* _Provided text_
# Whats wrong with my short C++ thing?



## Mac Osxtopus (Jun 5, 2002)

I said thing because its not an app yet. I was making a basic text-based RPG with C++ to see if I could do some basic multi-choice sort of stuff. I tried to put like choosing characters and such, but it would keep getting parse errors and stuff from project builder:

#include iostream
main()
{ 
 int a, b, c;
 a = 1;
 b = 2;
 c = 3;
 cout << "Welcome To My Experimental RPG!, choose a character class: ";
 cout << "1: Knight, 2: Wizard, or 3, Conjurer!";
 {
 if cin >> 1;
 cout << "you chose Knight";
 }
 {
 else
 cin >> 2;
 cout << "You chose wizard";
 }
 {
 else 
 cin >> 3;
 cout << "You chose conjurer";
 }
 return 0;
 }


----------



## Red Phoenix (Jun 5, 2002)

You might consider

---------

#include<iostream>
using namespace std;

main()
{
	int a = 1, b = 2, c = 3;
	char the_class;

	cout << "Welcome To My Experimental RPG!, choose a character class: ";
	cout << "1: Knight, 2: Wizard, or 3: Conjurer!";

	cin >> the_class;
	if (the_class == '1')
	{
		cout << "you chose Knight\n";
	}
	else if (the_class == '2')
	{
		cout << "You chose wizard\n";
	}
	else if (the_class == '3')
	{
		cout << "You chose conjurer\n";
	}

	return 0;
}

---------

Of course, this is very rudimentary and looks pretty ugly in the output. But it compiles and runs.


----------



## Mac Osxtopus (Jun 6, 2002)

thanks, now i plan to make lots of functions such as this for multiple choice sort of things, so i know people im going to test this on will want to be able to save....so how do i make it so people can save their progress?

* _Problem requirements_
Can you copy the C++ forum thread word for word, everything from "cin >> the_class;" down to "(the_class == '3')"? Rely on nothing but the C++ forum thread above.

Items listed in a dataset
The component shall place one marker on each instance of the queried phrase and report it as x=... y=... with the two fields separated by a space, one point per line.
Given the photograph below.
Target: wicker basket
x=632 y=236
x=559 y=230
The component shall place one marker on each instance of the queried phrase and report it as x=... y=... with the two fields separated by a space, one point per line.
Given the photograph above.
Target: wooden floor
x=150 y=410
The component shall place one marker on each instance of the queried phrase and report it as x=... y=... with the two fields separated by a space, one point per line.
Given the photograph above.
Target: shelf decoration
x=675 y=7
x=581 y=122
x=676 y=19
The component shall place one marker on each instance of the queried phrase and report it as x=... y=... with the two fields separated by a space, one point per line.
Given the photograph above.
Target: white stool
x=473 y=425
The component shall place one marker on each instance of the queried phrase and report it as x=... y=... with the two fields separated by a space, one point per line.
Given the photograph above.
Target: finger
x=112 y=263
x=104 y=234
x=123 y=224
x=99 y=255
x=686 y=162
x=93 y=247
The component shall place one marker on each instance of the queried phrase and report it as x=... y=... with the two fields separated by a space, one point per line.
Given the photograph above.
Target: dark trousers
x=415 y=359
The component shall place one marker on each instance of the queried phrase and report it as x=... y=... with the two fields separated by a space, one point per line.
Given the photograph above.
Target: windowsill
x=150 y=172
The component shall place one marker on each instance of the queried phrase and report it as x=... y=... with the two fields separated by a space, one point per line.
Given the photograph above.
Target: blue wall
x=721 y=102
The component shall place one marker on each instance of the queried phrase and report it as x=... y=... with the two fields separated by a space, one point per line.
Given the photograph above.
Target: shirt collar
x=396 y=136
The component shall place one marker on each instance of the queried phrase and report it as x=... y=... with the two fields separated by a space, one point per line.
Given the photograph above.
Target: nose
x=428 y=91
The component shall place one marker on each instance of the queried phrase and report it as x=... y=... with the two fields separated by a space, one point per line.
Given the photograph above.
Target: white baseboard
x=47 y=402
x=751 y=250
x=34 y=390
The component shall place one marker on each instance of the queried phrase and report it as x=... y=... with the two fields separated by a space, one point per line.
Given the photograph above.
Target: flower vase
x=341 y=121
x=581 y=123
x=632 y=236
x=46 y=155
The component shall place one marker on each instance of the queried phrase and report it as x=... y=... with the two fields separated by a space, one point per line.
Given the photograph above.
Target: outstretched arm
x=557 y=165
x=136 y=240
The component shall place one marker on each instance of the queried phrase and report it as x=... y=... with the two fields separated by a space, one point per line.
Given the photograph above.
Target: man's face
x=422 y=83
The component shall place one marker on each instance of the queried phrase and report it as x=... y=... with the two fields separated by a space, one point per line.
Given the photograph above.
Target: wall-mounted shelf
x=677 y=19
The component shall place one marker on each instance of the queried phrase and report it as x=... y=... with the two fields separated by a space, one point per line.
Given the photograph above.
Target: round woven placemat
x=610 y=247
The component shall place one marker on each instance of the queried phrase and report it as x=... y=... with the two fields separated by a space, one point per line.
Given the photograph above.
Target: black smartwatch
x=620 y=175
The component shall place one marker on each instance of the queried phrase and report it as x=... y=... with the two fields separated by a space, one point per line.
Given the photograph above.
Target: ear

* _Answer to the task_
cin >> the_class;
	if (the_class == '1')
	{
		cout << "you chose Knight\n";
	}
	else if (the_class == '2')
	{
		cout << "You chose wizard\n";
	}
	else if (the_class == '3')